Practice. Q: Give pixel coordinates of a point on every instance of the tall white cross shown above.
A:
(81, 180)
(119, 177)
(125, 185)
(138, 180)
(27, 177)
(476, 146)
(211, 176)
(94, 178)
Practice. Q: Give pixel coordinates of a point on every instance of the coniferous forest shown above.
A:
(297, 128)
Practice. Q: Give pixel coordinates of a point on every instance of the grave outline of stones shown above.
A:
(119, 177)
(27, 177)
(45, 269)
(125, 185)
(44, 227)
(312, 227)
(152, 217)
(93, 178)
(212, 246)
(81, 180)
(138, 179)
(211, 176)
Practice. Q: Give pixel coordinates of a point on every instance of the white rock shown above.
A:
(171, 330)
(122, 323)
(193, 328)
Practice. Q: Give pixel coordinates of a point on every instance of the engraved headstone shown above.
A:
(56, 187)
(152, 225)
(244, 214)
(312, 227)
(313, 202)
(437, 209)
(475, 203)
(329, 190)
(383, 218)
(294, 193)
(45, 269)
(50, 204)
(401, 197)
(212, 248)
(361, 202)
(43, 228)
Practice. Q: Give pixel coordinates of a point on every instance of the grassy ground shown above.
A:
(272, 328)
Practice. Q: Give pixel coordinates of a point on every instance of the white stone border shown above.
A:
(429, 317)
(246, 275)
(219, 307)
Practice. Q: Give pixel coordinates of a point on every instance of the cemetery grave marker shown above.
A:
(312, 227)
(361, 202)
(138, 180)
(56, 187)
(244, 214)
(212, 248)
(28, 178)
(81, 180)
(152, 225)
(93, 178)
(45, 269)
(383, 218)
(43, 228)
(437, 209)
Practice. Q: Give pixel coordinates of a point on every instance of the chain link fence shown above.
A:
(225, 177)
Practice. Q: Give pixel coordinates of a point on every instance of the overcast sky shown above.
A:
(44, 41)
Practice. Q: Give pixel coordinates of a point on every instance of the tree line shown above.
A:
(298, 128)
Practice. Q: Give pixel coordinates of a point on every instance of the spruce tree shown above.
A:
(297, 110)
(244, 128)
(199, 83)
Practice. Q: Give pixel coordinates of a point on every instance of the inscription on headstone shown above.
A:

########################################

Exercise details
Write the entries again, exactly as they stand.

Task output
Practice. Q: Give pixel coordinates of a point on every instance of the tall white cross shown above.
A:
(81, 180)
(119, 177)
(125, 185)
(138, 180)
(27, 177)
(476, 146)
(211, 176)
(94, 178)
Practice. Q: Give pixel coordinates of a point on every instance of the coniferous forest shown above.
A:
(297, 128)
Practice. Q: Give pixel coordinates of a point on every instance of the grave outline of stones shown above.
A:
(119, 177)
(27, 177)
(45, 269)
(125, 185)
(44, 227)
(312, 227)
(152, 217)
(93, 178)
(212, 246)
(81, 180)
(138, 179)
(211, 176)
Practice. Q: Give pixel coordinates of a point on every instance of the white rock shown above.
A:
(171, 330)
(122, 323)
(193, 328)
Practice. Q: Give pixel coordinates of a point on every instance of the engraved headstone shown above.
A:
(56, 187)
(152, 225)
(244, 214)
(312, 227)
(313, 202)
(437, 209)
(475, 203)
(329, 190)
(383, 218)
(294, 193)
(45, 269)
(50, 204)
(401, 197)
(212, 248)
(361, 202)
(43, 228)
Practice. Q: Give pixel coordinates of a point on every instance of the grassy ground shown above.
A:
(272, 328)
Practice. Q: Give pixel coordinates of a point on every instance of the white stone border shown above.
A:
(429, 317)
(246, 275)
(219, 307)
Practice. Q: Give pixel coordinates of a point on every instance of the cemetery grave marker shown above.
A:
(312, 227)
(361, 202)
(138, 180)
(56, 187)
(244, 214)
(212, 248)
(28, 178)
(81, 180)
(152, 225)
(93, 178)
(45, 269)
(383, 218)
(43, 228)
(437, 209)
Practice. Q: Give pixel coordinates of a point on every instance of the chain link fence shown above.
A:
(225, 177)
Practice. Q: Give pixel coordinates of a point on every instance of the overcast sky shown above.
A:
(44, 41)
Practice. Q: Give pixel coordinates of a point on every instance of the tree line shown above.
A:
(298, 128)
Practice. Q: Give pixel coordinates of a point on every instance of the spruce tree shown above.
A:
(297, 110)
(244, 128)
(199, 83)
Practice. Q: Give pixel coordinates of a point on every instance of the inscription on headstone shown above.
A:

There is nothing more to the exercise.